Records for this task:
>>>>

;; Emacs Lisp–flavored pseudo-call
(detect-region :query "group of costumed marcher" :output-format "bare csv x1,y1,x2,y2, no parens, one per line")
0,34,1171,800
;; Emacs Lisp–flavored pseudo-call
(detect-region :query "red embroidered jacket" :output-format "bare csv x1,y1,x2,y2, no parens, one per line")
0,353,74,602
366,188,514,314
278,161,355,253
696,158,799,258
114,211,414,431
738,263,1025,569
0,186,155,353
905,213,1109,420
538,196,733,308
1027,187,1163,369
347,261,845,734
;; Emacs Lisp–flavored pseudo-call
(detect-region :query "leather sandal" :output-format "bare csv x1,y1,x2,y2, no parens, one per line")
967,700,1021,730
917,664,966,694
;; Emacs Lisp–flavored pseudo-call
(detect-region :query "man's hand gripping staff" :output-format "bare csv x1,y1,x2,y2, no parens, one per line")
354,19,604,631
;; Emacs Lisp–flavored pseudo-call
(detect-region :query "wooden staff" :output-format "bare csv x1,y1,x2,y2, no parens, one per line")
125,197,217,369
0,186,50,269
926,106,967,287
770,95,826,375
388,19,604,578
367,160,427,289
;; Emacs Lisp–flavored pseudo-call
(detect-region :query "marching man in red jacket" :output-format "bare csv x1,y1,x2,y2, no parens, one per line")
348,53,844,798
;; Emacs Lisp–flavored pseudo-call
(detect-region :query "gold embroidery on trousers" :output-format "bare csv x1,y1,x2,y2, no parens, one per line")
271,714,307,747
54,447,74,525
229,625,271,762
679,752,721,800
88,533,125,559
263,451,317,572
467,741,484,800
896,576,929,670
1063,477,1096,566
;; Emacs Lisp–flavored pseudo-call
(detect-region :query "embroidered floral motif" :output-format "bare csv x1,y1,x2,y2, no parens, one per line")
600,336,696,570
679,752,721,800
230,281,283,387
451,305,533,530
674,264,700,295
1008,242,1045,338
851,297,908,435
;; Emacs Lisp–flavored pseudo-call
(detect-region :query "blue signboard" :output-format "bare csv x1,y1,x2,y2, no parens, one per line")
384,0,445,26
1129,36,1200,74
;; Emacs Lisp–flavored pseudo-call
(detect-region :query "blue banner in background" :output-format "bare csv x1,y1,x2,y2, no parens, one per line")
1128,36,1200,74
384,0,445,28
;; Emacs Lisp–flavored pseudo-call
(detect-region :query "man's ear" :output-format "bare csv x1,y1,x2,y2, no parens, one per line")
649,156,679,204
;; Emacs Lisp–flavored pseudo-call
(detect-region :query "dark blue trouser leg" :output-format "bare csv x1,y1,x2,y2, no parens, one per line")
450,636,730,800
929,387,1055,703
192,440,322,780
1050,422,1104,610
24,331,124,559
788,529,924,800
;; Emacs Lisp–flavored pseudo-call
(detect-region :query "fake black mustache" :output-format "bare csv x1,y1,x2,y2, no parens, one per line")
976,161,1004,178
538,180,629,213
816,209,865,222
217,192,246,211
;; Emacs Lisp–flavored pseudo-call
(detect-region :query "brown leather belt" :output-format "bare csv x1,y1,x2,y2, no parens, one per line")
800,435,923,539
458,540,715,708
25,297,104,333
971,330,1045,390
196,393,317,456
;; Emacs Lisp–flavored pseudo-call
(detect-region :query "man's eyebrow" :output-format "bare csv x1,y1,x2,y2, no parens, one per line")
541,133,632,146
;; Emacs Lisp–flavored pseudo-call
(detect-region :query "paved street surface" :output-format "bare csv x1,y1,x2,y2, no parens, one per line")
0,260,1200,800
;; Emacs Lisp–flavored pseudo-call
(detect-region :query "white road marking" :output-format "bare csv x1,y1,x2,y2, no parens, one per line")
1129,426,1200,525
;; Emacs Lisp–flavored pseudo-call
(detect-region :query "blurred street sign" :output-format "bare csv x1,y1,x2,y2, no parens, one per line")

<<<<

Directions:
Write out every one of the items above, reproducing each line character for character.

Written answer:
;; Emacs Lisp–flavored pseudo-call
(detect-region :query "group of costumed marcher" :output-format "bare csv x1,y1,x2,y2, no parens, one per line")
0,34,1171,800
;; Emacs Lisp–flavored pseudo-call
(detect-region :query "red embroidered jacket" :output-format "bare csv x1,y1,x2,y2, no parens, one per line")
0,353,74,602
366,188,514,314
278,161,355,253
696,158,799,258
114,211,414,431
738,263,1025,569
0,186,155,353
905,213,1109,420
538,196,733,308
1027,187,1163,369
347,261,845,734
;; Emacs Lisp–flavored pseudo-call
(detect-region :query "leather sandal" :output-format "bare csv x1,y1,x2,y2, no parens, one per line")
967,700,1021,730
917,664,966,694
;; Emacs Lisp–flavored pseudo-call
(detect-region :query "man's hand gripping staff" :output-format "bare csv x1,y1,x2,y2, no parens, one per line")
354,19,604,631
;; Emacs Lisp–flavored pseudo-call
(detect-region :query "wooden staff" :output-format "bare csv x1,y1,x2,y2, no parens, one per line")
125,197,217,369
0,186,50,269
926,106,967,287
770,95,826,375
388,19,604,578
367,160,427,289
;; Emacs Lisp–flavored pseudo-call
(detect-region :query "marching man in red jacket" :output-format "bare csv x1,y1,x2,y2, no parens, one per line")
348,53,844,798
;; Emacs Lisp–flavored pseudo-call
(detect-region :query "gold embroidery on trousers" :output-format "bare csv x1,y1,x2,y2, no parens, one per line")
271,714,307,747
54,447,74,525
229,625,271,762
679,752,721,800
88,533,125,559
263,451,317,572
467,741,484,800
896,576,929,670
1063,477,1096,566
;; Emacs Lisp–flavored pseudo-call
(detect-region :query "embroidered floral motif" :output-format "bare csv x1,y1,x2,y2, no parens, one per line")
600,336,696,570
679,752,721,800
230,281,283,387
451,305,533,530
674,264,700,295
1008,242,1045,338
851,297,908,435
;; Emacs Lisp–flavored pseudo-call
(detect-region :query "blue signboard" :output-format "bare csv x1,y1,x2,y2, no parens, one per line")
384,0,445,26
1129,36,1200,74
;; Emacs Lisp–flavored pseudo-call
(detect-region :query "blue banner in background" :output-format "bare csv x1,y1,x2,y2, no parens, one per line")
1128,36,1200,74
384,0,445,28
;; Emacs Lisp–flavored pseudo-call
(detect-region :query "man's ear" :output-format "bare csv x1,y1,x2,y2, no parens, one per line")
649,156,679,204
;; Emacs Lisp–flavored pseudo-call
(detect-region :query "dark blue trouser leg" :output-format "bare csv x1,y1,x2,y2, no parens, one per line")
450,636,730,800
929,387,1055,703
192,440,322,780
1050,422,1104,610
24,331,124,559
788,529,924,800
;; Emacs Lisp–flavored pseudo-call
(detect-region :query "fake black mustache" :output-format "bare csv x1,y1,x2,y2, no parens, one per line")
976,161,1004,178
538,180,629,213
816,209,865,222
217,192,246,211
;; Emacs Lisp–flavored pseudo-call
(detect-region :query "brown leather belt" :output-format "bare csv x1,y1,x2,y2, no parens, one per line")
800,435,923,539
458,540,715,708
25,297,104,333
971,330,1045,390
196,393,317,456
;; Emacs Lisp–flavored pseudo-call
(detect-region :query "man's eyebrow" :output-format "bare csv x1,y1,x2,y2, no parens, one per line")
541,133,632,146
;; Emacs Lisp–flavored pseudo-call
(detect-region :query "paved street surface" :output-format "bare csv x1,y1,x2,y2, no parens, one per line")
0,260,1200,800
;; Emacs Lisp–flavored pseudo-call
(detect-region :query "white road marking" :output-format "bare csv x1,y1,x2,y2, no parens, one per line")
1129,426,1200,525
;; Emacs Lisp–flavored pseudo-call
(detect-region :query "blurred street sign" :output-format "bare csv x1,y1,x2,y2, no parens, one per line")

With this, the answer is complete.